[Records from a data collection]

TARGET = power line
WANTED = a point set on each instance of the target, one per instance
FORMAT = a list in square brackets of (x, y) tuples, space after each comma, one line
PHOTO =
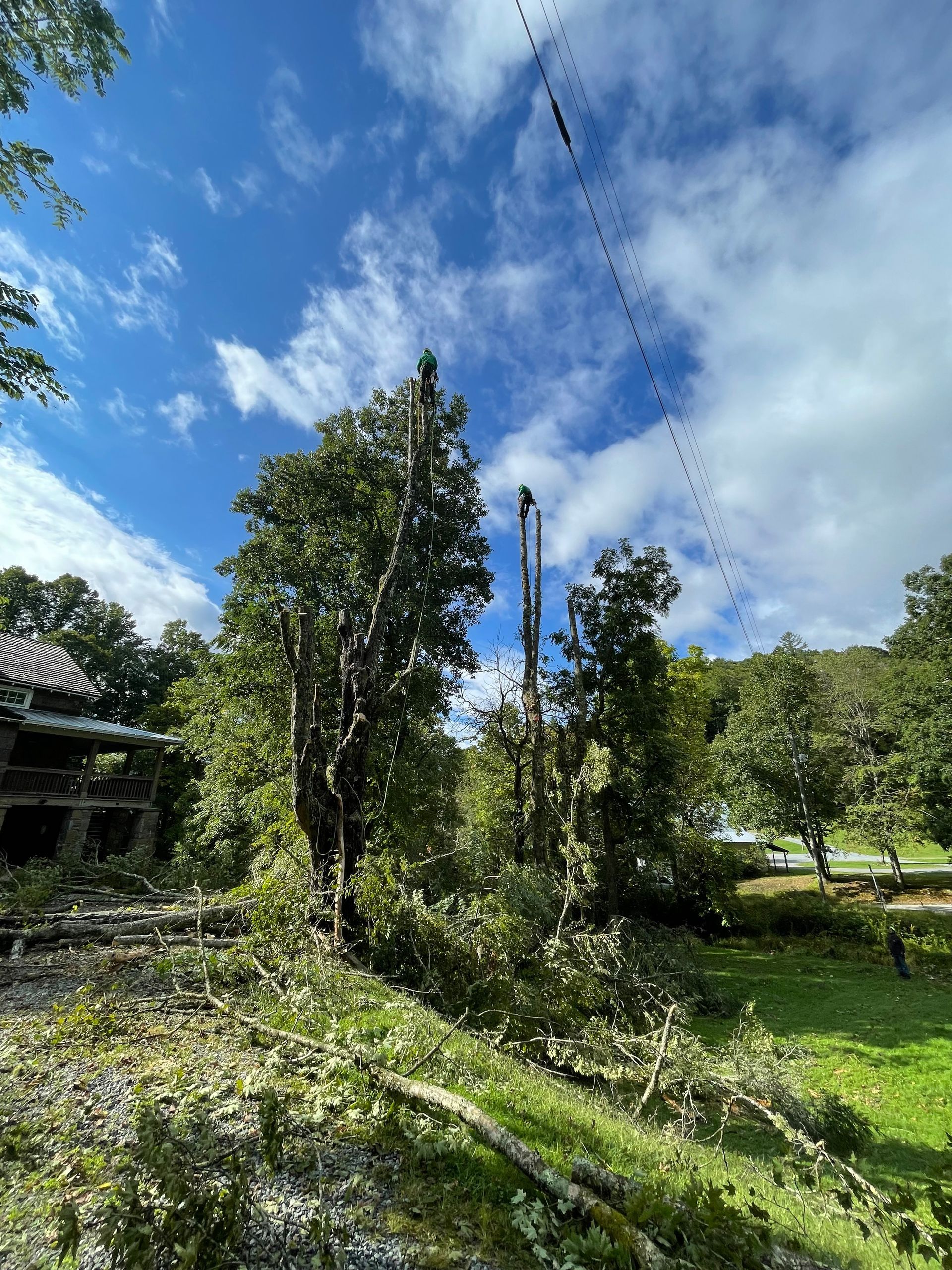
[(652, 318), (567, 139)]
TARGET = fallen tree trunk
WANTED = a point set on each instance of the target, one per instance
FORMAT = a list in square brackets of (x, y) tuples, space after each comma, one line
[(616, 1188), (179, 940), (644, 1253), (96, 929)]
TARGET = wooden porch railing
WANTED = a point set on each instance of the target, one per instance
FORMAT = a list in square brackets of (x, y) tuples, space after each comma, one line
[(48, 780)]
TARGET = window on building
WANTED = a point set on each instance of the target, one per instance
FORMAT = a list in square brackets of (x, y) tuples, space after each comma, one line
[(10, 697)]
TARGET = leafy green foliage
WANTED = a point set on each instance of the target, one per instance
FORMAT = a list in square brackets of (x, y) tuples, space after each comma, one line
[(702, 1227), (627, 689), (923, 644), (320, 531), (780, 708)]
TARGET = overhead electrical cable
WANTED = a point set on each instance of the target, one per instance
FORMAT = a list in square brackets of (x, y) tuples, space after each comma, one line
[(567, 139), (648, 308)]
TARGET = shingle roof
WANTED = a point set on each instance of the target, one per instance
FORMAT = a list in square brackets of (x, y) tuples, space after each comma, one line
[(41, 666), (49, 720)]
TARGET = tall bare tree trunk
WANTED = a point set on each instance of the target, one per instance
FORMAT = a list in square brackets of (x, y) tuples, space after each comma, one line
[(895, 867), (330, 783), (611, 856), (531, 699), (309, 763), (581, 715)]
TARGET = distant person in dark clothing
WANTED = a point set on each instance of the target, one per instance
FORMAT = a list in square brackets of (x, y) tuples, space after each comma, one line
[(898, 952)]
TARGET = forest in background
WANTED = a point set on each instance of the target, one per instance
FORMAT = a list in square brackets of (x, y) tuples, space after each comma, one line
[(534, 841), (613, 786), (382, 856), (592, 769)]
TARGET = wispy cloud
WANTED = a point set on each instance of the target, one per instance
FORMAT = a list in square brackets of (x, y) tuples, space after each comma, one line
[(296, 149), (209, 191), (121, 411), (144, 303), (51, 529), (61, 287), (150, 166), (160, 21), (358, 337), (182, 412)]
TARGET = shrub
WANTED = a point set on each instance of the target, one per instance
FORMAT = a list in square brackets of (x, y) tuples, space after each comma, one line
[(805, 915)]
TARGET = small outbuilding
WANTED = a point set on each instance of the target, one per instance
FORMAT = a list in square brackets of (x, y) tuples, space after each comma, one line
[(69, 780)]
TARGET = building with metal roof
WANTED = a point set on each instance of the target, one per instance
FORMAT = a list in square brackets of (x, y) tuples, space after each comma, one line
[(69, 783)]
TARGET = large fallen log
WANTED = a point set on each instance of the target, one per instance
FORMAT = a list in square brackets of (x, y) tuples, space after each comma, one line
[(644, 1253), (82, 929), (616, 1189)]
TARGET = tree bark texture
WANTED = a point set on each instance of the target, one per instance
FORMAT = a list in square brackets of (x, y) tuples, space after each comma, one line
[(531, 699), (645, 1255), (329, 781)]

▶ What you should do: Please arrange every line of the records above as a numbered list, skipping blank lines. Leave the pictures out.

▶ Task result:
1. TARGET = power line
2. WANTED = a point set on each instance of the target, one per instance
3. FORMAT = a list in square brackets of (x, y) tuples, space after each comma, one line
4. PHOTO =
5. [(652, 318), (567, 139)]
6. TARGET = fallen tree trunk
7. WANTED = a point set on each instance of the target, one per instance
8. FORMAT = a list in square brackets of (x, y) tuples, space after each comma, one line
9. [(616, 1188), (179, 940), (644, 1253), (96, 929)]
10. TARGET = wooden porch railing
11. WANTED = a point set on each instance of the target, one per instance
12. FORMAT = a list in square brackets of (x, y) tuples, space after each comma, one line
13. [(48, 780)]
14. TARGET = window on building
15. WANTED = a point set on each instance of the target, one per instance
16. FORMAT = a list in square brackets of (x, y) tuples, space after each comma, one line
17. [(10, 697)]
18. TARGET = leafy green foliage
19. WANTED = a point set on each instance of the target, one per instance
20. FORMAT = a list in square brackets of (x, y) tuples, space after each comma, one line
21. [(702, 1227), (627, 689), (923, 644), (320, 531), (780, 708)]
22. TARGET = overhead electrical cable
23. WANTED = a point set on each instance of the target, one per instance
24. FORMAT = a list in square brackets of (x, y) tuples, space after each comma, one line
25. [(567, 139), (648, 308)]
26. TARGET = shingle roof
27. WANTED = a point set on each instance of the target, one per instance
28. FORMAT = a list in square brackets of (x, y) tuples, space after each comma, one line
29. [(41, 666), (49, 720)]
30. TARGET = tall bare tree trunk
31. WANTED = a point set on each instance of the target, one per instance
32. FORMAT = a list in square brackets of (x, y) tuples, space after each comma, one line
33. [(895, 867), (330, 783), (611, 856), (531, 699), (309, 763), (581, 715)]
34. TARGET = distant person in dark clothing
35. WANTED = a point set on each instance of the target, one per instance
36. FORMAT = a list in square brackets of (x, y) tuples, space after each comma, one line
37. [(898, 952)]
38. TARGET = forest in background
39. WANTED = a point set on each instance of the target, one per instance
40. FORMAT = a list in square brackets of (x, y) tuples, space after each comma, one line
41. [(534, 841), (613, 786), (382, 856), (592, 769)]
42. TARGET = wispy cloud
43. WANTED = a point set on each instance of the target, one per instance
44. FORMAT = a list in square brackets of (x, y) tuples, space after each comma, one line
45. [(296, 149), (209, 191), (121, 411), (144, 303), (51, 529), (61, 287), (150, 166), (160, 21), (358, 337), (182, 412)]
46. TARGET = shrub
47. WANTED = a point set on each instance of the target, one per instance
48. FORMAT = a list in square brackets of (x, y) tuples, space after each comma, one line
49. [(805, 915)]
50. TARGET = small outbuilding
51. WANTED = a point set on each instance of the target, one per instance
52. FORMAT = a list in square brackets of (x, y) tuples, space after each comma, one line
53. [(69, 780)]
54. TARGET = building with metal roof
55. WANTED = a point set on each instance of the target, one per instance
56. FORMAT = a list in square brackets of (x, y) tuples, space after each comma, one line
57. [(69, 783)]
58. TARGET = large fallen log
59. WANTED = a point set on each instance of the target, one per instance
60. FORMAT = a list in square brackets of (x, y) tuples, space after each comma, one line
61. [(644, 1253), (82, 929), (616, 1189)]
62. TARGET = tree bark texture
63. WANTED = a point set on each instance of the target, one per instance
64. FORMAT = a list in square brackets of (x, y) tuples, space after each comma, one line
65. [(531, 699), (645, 1255), (329, 781)]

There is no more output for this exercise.